### Stored records

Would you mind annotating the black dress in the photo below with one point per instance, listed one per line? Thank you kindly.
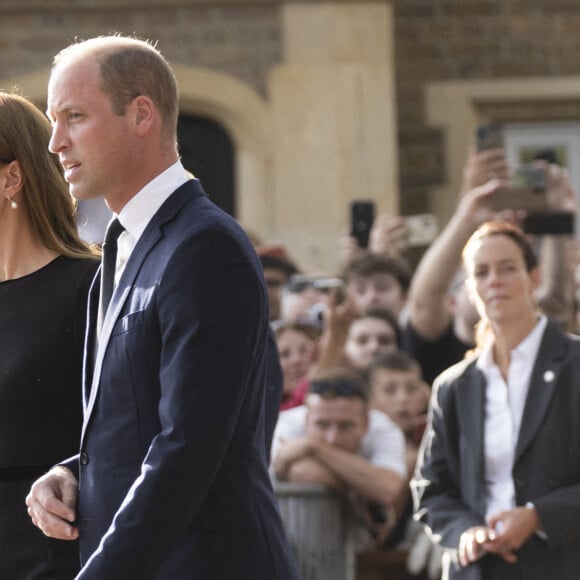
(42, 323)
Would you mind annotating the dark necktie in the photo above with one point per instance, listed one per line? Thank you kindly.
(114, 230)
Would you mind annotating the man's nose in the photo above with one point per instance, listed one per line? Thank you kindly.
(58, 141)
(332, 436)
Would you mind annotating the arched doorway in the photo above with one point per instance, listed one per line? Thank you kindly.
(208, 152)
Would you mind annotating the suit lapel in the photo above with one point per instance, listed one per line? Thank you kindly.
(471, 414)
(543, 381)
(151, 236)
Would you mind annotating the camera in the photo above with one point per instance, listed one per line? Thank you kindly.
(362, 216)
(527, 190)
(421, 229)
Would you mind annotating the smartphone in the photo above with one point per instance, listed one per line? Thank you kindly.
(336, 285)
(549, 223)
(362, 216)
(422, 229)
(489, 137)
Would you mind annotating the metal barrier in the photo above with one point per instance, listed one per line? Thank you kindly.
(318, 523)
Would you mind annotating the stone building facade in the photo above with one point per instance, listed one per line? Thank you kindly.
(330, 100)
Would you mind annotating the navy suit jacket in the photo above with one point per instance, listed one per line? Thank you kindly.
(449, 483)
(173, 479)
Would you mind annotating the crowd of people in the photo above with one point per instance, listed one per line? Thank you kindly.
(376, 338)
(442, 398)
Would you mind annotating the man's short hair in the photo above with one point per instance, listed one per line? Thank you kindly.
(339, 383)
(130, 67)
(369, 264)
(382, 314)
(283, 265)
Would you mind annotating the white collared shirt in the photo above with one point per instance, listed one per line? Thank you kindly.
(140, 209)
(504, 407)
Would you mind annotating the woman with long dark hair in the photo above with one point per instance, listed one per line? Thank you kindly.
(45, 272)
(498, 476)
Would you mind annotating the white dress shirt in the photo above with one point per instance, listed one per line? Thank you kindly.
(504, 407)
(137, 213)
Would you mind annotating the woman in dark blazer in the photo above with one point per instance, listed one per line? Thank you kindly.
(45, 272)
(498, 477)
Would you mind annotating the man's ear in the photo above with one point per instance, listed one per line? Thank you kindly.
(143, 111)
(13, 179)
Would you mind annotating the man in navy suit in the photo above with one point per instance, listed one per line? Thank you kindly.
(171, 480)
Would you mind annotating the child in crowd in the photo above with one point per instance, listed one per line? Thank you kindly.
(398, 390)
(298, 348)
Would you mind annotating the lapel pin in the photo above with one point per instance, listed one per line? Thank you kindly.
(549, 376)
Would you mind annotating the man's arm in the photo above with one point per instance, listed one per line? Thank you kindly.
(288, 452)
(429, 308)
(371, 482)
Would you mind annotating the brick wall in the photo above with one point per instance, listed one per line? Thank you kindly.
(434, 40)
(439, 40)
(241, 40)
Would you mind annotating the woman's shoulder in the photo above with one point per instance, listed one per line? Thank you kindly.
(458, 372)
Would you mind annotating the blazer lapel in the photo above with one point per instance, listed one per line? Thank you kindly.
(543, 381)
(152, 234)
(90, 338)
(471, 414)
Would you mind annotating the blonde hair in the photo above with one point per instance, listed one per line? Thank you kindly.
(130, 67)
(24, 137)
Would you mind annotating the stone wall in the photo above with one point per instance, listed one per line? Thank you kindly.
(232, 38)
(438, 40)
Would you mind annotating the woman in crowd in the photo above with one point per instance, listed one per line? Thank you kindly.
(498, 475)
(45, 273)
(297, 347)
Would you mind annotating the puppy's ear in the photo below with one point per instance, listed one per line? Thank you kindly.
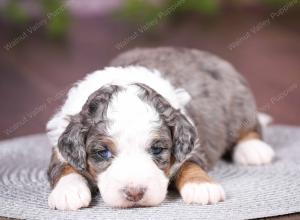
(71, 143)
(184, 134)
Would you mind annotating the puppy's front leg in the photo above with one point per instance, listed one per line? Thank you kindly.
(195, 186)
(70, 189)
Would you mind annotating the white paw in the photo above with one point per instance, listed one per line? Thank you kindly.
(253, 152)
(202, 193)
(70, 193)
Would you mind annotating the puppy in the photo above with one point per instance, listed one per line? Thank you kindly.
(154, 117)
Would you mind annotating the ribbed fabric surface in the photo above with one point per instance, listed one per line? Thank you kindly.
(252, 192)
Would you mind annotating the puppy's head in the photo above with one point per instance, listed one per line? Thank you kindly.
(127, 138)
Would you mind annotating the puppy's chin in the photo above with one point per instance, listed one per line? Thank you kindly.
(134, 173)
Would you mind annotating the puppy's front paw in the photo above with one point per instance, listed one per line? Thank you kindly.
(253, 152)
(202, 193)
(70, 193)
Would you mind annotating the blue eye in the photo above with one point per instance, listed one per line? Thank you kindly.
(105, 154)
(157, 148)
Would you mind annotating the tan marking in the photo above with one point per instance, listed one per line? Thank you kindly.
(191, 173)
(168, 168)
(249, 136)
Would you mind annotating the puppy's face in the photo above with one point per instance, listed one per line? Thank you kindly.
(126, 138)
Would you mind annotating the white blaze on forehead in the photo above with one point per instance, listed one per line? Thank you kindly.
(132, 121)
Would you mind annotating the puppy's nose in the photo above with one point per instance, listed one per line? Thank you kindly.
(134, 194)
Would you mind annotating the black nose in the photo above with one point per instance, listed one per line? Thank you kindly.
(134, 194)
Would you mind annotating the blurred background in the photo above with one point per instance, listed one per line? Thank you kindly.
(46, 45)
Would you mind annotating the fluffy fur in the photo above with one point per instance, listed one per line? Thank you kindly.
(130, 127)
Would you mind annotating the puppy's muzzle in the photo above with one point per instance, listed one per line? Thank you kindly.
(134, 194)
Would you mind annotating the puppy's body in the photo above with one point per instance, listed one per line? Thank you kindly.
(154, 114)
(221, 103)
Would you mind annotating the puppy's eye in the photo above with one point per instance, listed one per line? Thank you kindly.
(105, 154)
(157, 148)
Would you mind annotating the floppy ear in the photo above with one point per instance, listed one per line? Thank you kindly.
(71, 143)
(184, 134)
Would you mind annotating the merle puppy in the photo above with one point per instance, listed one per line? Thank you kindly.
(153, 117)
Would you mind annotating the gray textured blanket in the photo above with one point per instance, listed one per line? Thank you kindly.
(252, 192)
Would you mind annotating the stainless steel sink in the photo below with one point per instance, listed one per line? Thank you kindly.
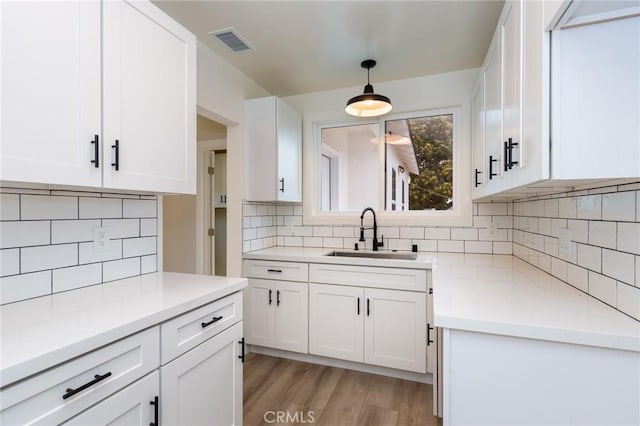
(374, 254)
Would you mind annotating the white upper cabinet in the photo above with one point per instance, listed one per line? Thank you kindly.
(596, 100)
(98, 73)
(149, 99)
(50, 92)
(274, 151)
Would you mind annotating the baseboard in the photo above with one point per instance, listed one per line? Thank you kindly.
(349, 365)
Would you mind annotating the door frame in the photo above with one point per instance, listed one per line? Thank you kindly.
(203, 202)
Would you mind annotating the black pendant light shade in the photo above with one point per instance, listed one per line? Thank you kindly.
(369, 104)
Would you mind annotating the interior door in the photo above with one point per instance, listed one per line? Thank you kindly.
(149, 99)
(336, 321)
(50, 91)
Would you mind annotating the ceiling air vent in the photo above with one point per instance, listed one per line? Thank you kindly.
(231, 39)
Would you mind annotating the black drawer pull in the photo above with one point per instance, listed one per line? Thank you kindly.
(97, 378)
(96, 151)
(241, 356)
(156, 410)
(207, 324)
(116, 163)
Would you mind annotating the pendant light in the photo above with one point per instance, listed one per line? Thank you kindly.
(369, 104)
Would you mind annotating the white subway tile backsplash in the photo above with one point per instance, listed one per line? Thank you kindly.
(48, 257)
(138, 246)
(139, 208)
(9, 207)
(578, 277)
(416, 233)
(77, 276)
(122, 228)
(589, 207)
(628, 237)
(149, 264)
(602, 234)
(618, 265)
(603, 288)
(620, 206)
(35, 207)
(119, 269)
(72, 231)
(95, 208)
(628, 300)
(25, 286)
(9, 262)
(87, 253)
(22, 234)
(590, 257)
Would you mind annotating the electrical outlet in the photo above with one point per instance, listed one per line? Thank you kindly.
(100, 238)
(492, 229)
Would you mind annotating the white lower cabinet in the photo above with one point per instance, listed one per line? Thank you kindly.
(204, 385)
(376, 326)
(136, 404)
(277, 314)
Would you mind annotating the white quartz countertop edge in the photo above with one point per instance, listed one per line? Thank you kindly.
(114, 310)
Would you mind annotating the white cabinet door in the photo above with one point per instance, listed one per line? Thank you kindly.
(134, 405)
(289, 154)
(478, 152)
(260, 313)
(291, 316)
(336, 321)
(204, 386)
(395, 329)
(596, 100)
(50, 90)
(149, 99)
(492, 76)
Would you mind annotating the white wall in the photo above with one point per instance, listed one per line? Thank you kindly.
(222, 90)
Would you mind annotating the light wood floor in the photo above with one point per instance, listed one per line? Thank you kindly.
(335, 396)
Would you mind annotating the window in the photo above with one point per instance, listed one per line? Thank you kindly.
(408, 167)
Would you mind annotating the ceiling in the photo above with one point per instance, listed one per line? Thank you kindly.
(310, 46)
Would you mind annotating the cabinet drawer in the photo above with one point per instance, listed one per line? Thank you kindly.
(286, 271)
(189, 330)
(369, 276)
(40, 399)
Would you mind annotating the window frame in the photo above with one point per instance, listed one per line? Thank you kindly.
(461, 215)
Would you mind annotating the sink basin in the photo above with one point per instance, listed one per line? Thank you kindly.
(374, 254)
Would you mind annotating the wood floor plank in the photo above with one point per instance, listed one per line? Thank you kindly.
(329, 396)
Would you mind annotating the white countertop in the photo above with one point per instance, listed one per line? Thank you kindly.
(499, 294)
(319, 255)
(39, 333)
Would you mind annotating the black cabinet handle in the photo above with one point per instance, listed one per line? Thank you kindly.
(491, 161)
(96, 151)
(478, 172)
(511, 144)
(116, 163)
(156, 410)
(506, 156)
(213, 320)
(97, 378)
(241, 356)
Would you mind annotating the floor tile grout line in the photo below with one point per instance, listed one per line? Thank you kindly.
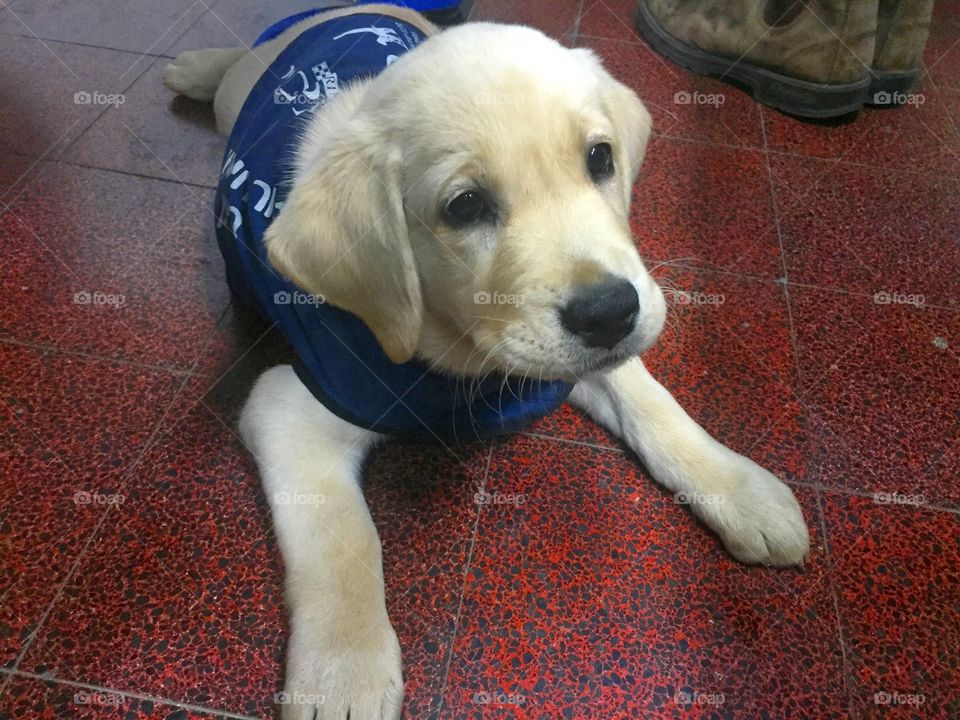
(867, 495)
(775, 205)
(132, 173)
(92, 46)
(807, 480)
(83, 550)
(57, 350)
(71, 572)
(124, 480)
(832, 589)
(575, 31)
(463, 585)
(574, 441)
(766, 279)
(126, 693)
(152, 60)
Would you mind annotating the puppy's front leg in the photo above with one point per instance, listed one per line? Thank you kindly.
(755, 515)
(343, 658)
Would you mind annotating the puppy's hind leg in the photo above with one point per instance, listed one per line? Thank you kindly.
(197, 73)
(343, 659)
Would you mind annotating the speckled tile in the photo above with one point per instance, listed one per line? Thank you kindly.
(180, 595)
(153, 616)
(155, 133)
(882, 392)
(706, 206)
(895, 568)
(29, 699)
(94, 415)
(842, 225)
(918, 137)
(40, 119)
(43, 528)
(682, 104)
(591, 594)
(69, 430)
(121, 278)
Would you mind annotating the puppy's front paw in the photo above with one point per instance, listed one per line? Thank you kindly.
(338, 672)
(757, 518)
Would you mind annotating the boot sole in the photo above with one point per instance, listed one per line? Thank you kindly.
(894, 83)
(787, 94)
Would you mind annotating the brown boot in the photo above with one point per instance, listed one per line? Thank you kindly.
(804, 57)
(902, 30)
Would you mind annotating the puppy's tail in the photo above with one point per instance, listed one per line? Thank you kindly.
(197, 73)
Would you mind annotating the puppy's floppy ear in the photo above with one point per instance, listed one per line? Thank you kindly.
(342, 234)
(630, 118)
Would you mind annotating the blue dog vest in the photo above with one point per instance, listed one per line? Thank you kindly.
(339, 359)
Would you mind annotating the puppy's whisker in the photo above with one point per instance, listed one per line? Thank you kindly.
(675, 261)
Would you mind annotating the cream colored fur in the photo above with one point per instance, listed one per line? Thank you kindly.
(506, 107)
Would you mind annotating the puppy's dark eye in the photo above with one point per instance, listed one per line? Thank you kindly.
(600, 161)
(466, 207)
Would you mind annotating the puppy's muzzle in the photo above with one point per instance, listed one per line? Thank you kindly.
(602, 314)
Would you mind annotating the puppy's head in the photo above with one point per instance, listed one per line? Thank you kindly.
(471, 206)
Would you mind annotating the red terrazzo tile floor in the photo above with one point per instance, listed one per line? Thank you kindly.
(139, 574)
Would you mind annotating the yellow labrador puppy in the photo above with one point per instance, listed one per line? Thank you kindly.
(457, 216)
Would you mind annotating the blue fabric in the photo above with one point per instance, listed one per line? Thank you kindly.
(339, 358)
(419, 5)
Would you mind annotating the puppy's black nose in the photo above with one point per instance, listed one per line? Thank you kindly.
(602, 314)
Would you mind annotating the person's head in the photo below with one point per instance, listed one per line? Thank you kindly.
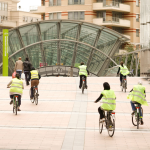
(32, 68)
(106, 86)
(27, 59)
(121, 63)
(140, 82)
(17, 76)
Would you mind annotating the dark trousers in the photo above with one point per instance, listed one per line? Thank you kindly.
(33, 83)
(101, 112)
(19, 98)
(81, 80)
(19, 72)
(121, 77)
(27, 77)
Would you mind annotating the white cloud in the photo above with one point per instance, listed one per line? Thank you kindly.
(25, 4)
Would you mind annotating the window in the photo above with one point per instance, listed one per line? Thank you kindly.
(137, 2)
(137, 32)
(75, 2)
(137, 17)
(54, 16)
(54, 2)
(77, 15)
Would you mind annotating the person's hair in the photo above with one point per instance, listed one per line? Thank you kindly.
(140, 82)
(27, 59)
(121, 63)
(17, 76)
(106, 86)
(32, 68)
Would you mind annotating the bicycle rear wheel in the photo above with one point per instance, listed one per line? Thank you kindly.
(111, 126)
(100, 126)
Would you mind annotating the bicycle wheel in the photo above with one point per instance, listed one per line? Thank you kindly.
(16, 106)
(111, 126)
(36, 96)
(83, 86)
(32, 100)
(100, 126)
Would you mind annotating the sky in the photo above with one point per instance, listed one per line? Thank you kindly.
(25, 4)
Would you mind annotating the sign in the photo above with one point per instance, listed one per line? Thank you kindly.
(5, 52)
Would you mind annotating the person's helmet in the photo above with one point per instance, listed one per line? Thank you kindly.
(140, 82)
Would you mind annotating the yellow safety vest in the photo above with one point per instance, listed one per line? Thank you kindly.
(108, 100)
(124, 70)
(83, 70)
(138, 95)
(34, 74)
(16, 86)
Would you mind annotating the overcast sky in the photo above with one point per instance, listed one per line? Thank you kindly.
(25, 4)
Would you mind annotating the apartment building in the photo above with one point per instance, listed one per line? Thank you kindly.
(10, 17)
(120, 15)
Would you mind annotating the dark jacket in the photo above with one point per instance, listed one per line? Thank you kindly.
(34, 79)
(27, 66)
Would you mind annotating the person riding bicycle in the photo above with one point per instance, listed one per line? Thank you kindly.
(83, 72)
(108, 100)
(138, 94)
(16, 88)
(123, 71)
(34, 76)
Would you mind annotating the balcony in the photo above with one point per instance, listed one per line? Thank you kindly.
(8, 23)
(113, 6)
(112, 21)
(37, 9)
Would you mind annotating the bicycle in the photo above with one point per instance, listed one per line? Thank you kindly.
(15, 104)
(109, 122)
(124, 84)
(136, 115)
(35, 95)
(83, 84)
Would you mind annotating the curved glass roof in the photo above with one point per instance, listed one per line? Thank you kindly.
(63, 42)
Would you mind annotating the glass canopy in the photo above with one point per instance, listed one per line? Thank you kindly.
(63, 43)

######

What the task requires
Take the line holding "Would you mind annotating the dark jacket" and all lines after it through the end of the data, and set them down exactly.

Answer for this exercise
Would you mind annotating the dark jacket in the photo above with one point per instance, listed one per line? Thank you kindly.
(34, 79)
(27, 66)
Would you mind annotating the person riding bicycle in the photo above with one point per instance, listed one per line? Thank you kindly.
(83, 72)
(108, 100)
(138, 94)
(16, 88)
(123, 71)
(34, 76)
Would you mind annotating the balcony in the photo above with one point per instance, listed one per line? Thank you kindly.
(8, 23)
(113, 6)
(112, 21)
(37, 9)
Would you mind annotating the bicycle in the photo above with one point per instance, listed one per line? Thank you kindly.
(15, 104)
(109, 122)
(124, 84)
(136, 115)
(35, 95)
(83, 84)
Would you mind annotating the curved glass roof in the photo above with one point per instance, listed one per line? Thank you kindly.
(63, 42)
Would you mind annotating the glass canopy in the photo above with one point per instance, listed one per line? Thank you kindly.
(63, 43)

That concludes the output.